Set tasks -
(A) Answer these from the HAMP text below, one answer per line:
(i) How many trial modifications were in place?
(ii) About how many U.S. homeowners lost their properties to foreclosure in 2009?
(iii) According to the third comment, what share of the mods involved principal reductions?
(B) Translate this sentence from the HAMP text into Spanish: "The government’s Making Home Affordable Program (HAMP) has resulted in 295,348 active permanent loan modifications through the end of April."

Given text -
┄┄┄┄┄┄
The government’s Making Home Affordable Program (HAMP) has resulted in 295,348 active permanent loan modifications through the end of April.
An additional 637,353 trial modifications are in place versus 277,640 cancelled (up 79 percent from 155,173 cancelled at the end of March). 3,275,249 loans are delinquent and eligible.
Once again, roughly 2.82 million U.S. homeowners lost their properties to foreclosure in 2009 while 4.5 million new filings are expected in 2010.
∙ Making Home Affordable Program (HAMP): April Report [financialstability.gov]
TARP’s Special Inspector General Takes Aim At HAMP [SocketSite]

12 thoughts on “April HAMP Highlights: 295,348 Modified (Out Of 3,275,249 Eligible)”
  1. it was a rousing success.
    the goal was to use HAMP as a carrot to keep people in their homes so that they didn’t default en masse all at the same time.
    HAMP spread out the duration of the pain. This will allow banks to “recapitalize” faster, and to shovel more and more money into executive bonus pools and campaign contributions to lawmakers.
    If you thought HAMP was for regular homeowners then these results would have been a disappointment. However, I can’t believe that anybody actually believes that HAMP had anything to do with regular homeowners.

  2. Permanent mods cancelled is only 3744 out of nearly 300,0000. Seems like they weed out the bad applicants during the trial process.

  3. “Permanent” means that the mods were approved, not that the borrowers have a hope in hell of paying them. The so-called “weeding-out” is done at the trial stage, of which about 20% of eligible mortagors were culled. You’ll need data through 8/2010 before you can determine default rates.
    Noteworthy is that only 28% and change of the mods involved principal reductions; most got term extensions and rate reductions, which as a practical matter means that the borrowers will end up up owing more if they hang in than if they stay.
┄┄┄┄┄┄
(Excerpts from point annotation data)
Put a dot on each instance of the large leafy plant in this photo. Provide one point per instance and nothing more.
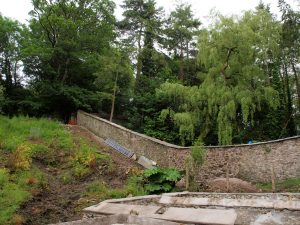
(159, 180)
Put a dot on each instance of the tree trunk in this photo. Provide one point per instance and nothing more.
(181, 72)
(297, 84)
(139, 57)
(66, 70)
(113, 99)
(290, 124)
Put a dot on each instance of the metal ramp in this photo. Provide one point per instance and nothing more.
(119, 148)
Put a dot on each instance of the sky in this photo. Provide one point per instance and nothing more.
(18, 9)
┄┄┄┄┄┄
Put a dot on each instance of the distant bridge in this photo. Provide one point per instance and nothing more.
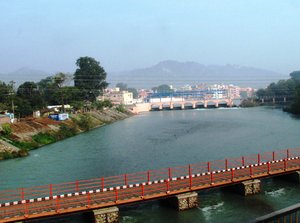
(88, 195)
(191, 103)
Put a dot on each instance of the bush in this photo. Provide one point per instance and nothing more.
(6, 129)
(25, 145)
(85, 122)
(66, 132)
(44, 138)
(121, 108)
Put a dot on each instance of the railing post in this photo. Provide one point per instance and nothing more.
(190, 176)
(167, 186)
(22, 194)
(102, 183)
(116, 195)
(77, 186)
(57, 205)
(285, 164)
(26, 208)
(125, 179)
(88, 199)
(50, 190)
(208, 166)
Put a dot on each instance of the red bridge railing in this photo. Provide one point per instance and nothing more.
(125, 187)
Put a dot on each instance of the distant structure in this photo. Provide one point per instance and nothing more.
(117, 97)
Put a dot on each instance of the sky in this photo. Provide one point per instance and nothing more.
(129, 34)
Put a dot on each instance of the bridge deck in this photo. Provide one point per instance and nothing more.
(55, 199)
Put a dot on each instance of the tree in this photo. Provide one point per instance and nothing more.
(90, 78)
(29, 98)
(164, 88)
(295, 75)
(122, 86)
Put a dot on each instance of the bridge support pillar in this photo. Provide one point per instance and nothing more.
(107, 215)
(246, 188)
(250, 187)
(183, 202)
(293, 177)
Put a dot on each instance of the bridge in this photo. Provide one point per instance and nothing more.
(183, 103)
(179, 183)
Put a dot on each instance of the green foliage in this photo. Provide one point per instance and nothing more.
┄┄┄┄┄┄
Answers in order -
(A)
(i) 637,353
(ii) Roughly 2.82 million
(iii) Only 28% and change

(B) El programa gubernamental Making Home Affordable Program (HAMP) ha dado lugar a 295.348 modificaciones permanentes de préstamos activas hasta finales de abril.